Tuliskan kembali seluruh teks tentang perjudian online di masyarakat Manggarai kata demi kata tanpa perubahan apa pun.

### [Teks yang Diberikan]
- - -

Segalanya dinilai dari kemungkinan untung-rugi, seperti di meja taruhan. Ini sungguh berbahaya.
Dalam masyarakat Manggarai yang memiliki budaya kolektif dan menjunjung tinggi nilai solidaritas sosial, tekanan untuk “berhasil” dalam arti material bisa sangat kuat.
Harapan agar seseorang mampu menyokong keluarga besar, biaya-biaya adat, atau tampil sebagai penopang ekonomi rumah tangga adalah norma sosial yang tidak selalu selaras dengan realitas ekonomi yang ada.
Ketika ekspektasi tidak bertemu dengan peluang yang nyata, maka frustrasi sosial itu bisa menjadi lahan subur bagi praktik perjudian online.
Dalam konteks ini, pendekatan moral atau penghakiman terhadap individu tidak akan menyelesaikan masalah.

- - -

Serangkaian data:
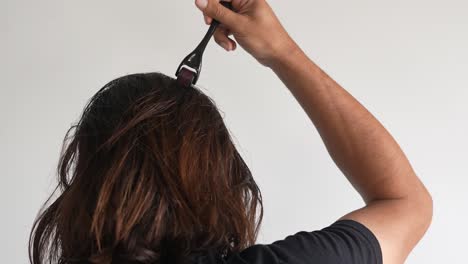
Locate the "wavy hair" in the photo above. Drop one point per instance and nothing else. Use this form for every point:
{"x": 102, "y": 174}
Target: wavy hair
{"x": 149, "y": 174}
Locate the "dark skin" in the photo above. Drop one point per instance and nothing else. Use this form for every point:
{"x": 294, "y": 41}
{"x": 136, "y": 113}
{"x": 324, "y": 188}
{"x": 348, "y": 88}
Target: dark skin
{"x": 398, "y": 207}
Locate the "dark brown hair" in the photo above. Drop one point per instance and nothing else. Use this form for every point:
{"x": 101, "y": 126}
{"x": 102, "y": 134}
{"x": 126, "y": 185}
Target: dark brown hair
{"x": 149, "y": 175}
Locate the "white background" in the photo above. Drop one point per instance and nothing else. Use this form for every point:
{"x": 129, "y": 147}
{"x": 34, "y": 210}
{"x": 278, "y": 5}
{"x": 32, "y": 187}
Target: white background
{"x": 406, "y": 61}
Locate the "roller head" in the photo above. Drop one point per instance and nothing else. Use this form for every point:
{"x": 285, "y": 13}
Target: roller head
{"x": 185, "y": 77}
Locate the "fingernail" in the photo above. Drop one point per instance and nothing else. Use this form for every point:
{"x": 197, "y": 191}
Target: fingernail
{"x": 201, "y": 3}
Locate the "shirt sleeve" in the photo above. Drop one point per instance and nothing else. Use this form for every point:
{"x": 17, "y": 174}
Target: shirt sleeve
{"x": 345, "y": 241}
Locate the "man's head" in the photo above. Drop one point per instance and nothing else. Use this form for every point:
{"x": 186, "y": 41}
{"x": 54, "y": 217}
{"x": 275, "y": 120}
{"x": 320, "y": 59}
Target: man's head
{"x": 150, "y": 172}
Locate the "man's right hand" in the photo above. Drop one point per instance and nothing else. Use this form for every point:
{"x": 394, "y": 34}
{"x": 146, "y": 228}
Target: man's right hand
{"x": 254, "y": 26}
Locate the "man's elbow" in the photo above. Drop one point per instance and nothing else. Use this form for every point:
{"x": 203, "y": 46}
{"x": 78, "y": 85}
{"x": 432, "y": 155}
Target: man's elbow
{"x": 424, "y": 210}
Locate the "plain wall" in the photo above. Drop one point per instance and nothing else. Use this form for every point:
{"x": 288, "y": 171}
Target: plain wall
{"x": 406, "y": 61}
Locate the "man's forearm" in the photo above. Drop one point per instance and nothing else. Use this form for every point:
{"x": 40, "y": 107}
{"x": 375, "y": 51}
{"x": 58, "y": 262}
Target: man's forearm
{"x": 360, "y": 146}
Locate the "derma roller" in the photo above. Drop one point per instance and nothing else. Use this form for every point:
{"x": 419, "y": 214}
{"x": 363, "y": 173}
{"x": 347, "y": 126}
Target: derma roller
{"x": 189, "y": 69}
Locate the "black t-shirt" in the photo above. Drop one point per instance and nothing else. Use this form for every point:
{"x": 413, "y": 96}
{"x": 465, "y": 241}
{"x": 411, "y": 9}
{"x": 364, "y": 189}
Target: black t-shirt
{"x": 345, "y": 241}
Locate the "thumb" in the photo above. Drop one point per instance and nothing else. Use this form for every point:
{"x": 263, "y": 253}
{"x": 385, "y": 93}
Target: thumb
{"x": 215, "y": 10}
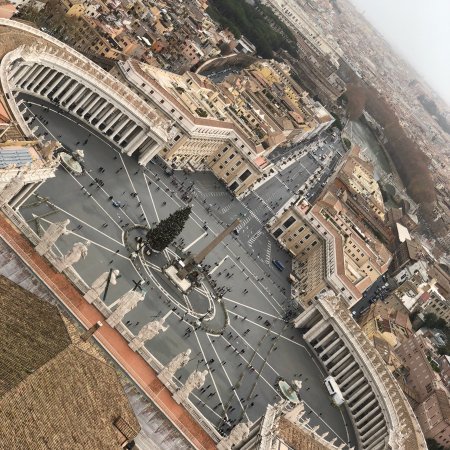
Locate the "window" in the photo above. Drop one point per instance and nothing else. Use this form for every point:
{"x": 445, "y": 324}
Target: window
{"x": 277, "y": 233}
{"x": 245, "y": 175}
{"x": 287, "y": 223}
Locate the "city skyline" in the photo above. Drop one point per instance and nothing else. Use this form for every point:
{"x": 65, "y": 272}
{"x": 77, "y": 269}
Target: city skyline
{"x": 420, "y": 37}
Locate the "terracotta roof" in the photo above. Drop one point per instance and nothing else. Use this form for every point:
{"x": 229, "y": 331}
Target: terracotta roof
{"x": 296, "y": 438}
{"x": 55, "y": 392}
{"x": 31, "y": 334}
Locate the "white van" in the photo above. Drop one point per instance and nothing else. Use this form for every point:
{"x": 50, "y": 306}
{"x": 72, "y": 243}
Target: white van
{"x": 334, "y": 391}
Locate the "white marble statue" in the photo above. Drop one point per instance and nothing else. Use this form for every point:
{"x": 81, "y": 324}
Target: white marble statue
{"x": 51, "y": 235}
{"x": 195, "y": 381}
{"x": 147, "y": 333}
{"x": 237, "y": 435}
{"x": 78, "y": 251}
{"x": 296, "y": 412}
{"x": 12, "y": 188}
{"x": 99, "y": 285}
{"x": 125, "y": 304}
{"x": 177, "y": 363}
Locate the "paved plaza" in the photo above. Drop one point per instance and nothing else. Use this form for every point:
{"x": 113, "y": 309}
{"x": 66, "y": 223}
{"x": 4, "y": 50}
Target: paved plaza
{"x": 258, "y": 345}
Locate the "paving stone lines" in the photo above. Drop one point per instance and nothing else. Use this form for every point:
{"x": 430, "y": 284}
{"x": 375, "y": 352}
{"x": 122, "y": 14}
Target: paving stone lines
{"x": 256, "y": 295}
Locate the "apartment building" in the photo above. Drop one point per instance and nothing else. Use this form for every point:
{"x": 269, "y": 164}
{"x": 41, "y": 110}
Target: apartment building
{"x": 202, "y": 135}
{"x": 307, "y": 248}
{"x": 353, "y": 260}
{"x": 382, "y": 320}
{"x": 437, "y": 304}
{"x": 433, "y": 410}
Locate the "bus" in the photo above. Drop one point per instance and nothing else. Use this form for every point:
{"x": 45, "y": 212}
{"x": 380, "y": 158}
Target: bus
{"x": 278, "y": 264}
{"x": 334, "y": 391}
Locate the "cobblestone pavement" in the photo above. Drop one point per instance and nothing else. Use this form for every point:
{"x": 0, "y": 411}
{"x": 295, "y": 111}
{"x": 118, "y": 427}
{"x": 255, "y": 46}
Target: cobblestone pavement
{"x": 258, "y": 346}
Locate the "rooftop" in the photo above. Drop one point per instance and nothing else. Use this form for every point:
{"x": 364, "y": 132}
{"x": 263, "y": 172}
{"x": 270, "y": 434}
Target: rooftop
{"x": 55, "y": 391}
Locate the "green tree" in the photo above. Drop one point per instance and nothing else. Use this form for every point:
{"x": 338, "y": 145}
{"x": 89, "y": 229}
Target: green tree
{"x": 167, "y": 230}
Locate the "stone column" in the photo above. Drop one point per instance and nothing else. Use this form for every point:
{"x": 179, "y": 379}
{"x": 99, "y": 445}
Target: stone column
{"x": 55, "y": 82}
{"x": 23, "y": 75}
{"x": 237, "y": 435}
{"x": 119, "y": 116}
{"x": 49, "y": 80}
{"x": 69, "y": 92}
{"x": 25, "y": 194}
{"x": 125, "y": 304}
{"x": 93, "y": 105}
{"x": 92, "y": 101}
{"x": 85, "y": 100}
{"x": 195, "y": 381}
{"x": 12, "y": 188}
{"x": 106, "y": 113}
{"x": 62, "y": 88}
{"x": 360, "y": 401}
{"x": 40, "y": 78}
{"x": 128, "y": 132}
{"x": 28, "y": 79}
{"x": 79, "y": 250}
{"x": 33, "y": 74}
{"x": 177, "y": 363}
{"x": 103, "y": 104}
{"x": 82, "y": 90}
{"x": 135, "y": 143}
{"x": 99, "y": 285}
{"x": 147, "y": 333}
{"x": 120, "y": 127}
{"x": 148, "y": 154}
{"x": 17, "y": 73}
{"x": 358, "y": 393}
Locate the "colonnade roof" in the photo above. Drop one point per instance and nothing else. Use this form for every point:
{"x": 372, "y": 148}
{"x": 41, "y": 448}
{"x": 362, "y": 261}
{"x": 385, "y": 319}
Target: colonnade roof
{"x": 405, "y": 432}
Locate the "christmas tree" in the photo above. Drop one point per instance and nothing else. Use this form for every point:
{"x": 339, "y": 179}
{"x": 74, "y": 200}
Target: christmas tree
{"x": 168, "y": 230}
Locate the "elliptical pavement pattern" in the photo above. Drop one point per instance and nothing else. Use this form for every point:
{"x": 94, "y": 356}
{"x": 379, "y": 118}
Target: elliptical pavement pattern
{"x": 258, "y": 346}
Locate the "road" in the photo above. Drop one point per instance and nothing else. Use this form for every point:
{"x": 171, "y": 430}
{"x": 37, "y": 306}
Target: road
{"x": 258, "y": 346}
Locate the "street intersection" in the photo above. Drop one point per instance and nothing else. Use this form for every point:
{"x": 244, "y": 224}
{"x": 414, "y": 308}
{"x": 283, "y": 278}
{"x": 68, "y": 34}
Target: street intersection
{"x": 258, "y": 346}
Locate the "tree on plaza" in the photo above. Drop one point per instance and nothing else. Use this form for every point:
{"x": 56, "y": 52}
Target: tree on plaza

- - -

### [Hasil Latihan]
Segalanya dinilai dari kemungkinan untung-rugi, seperti di meja taruhan. Ini sungguh berbahaya.
Dalam masyarakat Manggarai yang memiliki budaya kolektif dan menjunjung tinggi nilai solidaritas sosial, tekanan untuk “berhasil” dalam arti material bisa sangat kuat.
Harapan agar seseorang mampu menyokong keluarga besar, biaya-biaya adat, atau tampil sebagai penopang ekonomi rumah tangga adalah norma sosial yang tidak selalu selaras dengan realitas ekonomi yang ada.
Ketika ekspektasi tidak bertemu dengan peluang yang nyata, maka frustrasi sosial itu bisa menjadi lahan subur bagi praktik perjudian online.
Dalam konteks ini, pendekatan moral atau penghakiman terhadap individu tidak akan menyelesaikan masalah.